*WHAT IS BEING ASKED*:
Filter the entries for the word "wall". Copy each line in which it occurs.

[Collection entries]

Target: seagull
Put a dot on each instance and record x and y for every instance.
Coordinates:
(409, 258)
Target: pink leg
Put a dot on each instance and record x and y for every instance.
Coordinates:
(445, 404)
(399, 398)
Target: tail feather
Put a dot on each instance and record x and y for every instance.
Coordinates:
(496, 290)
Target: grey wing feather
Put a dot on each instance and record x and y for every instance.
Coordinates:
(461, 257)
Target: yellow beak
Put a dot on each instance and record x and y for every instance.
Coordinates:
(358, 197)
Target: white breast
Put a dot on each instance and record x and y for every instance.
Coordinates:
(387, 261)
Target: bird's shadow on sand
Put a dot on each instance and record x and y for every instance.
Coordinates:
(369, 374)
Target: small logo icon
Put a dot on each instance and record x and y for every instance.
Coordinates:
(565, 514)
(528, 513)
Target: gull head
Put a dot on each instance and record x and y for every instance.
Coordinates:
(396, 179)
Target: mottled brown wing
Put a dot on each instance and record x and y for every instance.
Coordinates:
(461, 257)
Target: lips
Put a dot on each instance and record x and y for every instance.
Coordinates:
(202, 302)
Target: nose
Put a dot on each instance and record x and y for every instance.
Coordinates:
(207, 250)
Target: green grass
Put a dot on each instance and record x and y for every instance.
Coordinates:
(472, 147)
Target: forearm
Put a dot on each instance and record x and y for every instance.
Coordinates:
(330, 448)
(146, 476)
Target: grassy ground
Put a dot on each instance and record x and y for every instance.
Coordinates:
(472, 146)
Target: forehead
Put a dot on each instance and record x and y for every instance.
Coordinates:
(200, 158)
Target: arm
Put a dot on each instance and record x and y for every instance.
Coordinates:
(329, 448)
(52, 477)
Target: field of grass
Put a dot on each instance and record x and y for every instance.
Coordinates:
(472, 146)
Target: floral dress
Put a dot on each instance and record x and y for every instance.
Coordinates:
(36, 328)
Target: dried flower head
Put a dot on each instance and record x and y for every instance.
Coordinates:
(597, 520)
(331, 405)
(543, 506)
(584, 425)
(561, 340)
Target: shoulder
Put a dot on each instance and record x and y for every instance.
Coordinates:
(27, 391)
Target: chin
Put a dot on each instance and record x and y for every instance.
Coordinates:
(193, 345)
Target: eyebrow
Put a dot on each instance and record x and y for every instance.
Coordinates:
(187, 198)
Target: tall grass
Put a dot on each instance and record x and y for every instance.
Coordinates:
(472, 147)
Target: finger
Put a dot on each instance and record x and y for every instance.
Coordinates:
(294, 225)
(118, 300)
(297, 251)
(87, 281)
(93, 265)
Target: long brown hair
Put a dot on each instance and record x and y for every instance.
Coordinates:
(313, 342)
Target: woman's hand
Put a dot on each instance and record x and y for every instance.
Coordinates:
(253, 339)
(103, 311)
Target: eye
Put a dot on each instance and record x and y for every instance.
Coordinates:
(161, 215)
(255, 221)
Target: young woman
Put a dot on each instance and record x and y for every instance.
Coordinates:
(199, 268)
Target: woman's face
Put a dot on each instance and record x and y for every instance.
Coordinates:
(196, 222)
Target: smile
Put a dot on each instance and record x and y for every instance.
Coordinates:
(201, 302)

==

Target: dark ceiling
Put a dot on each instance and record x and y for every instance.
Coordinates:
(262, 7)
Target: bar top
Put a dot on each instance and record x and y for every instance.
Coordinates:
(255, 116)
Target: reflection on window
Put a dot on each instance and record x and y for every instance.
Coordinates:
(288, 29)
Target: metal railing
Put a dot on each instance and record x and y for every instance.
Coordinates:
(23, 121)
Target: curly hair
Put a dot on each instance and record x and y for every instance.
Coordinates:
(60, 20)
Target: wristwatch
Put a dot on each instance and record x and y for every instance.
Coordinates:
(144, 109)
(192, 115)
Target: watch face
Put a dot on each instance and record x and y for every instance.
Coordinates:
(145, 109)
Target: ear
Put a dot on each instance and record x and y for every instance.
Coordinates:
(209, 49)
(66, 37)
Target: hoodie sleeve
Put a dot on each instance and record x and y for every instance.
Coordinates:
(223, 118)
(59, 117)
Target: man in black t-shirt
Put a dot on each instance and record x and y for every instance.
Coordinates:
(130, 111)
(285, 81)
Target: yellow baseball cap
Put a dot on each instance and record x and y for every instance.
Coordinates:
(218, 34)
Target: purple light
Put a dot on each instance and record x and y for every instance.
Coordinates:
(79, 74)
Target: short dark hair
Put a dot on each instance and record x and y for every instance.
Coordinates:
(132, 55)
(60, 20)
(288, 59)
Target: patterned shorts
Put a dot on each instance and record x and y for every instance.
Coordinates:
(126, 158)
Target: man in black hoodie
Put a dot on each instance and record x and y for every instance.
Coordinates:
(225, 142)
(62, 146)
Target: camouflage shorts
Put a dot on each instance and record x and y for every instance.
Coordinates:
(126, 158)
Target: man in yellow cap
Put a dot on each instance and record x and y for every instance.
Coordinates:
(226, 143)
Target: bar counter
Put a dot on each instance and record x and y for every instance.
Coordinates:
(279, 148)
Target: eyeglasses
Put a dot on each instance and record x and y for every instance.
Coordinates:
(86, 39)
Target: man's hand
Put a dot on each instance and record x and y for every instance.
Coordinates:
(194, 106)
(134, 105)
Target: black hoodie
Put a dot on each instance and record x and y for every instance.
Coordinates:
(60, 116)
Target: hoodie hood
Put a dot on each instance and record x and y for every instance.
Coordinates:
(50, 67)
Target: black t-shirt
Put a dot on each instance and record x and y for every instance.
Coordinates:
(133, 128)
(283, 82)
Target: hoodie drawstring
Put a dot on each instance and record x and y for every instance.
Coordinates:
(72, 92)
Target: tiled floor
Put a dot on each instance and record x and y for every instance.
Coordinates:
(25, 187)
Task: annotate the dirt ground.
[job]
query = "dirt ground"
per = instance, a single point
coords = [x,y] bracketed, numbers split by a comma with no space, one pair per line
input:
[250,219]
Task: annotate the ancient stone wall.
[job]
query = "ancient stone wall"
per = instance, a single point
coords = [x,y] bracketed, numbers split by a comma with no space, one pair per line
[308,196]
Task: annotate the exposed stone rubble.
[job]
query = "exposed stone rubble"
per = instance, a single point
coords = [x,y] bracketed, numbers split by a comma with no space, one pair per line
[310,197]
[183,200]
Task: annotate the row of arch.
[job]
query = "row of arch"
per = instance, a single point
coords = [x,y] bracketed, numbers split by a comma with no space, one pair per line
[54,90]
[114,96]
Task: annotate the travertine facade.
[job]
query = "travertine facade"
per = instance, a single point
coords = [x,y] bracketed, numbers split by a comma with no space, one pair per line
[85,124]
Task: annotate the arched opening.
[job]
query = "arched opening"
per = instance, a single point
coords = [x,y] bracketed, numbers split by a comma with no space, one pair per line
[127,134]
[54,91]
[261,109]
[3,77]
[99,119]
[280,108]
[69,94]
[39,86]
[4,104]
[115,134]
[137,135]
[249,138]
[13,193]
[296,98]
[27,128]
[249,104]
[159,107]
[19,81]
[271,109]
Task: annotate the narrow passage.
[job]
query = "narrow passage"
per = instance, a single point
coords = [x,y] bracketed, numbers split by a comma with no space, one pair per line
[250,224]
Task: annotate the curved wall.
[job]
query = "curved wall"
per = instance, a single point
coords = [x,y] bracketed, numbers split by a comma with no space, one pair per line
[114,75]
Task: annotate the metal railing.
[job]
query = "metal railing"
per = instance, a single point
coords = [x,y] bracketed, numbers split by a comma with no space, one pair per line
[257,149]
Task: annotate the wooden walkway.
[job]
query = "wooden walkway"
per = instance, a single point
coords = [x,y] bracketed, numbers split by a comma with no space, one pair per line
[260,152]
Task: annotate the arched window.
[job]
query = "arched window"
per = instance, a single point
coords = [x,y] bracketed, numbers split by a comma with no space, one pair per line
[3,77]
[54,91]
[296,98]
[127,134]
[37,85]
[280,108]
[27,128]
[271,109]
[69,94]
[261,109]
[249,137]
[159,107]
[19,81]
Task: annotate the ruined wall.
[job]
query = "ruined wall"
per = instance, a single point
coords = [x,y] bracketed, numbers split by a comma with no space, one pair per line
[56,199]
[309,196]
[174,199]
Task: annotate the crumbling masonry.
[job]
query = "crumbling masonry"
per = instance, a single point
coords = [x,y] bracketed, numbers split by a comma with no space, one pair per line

*ANSWER FOR THIS EXERCISE*:
Task: annotate the ancient stone wall.
query = "ancient stone wall"
Task: annotate the curved wall.
query = "curved wall"
Task: annotate the ruined wall.
query = "ruined wall"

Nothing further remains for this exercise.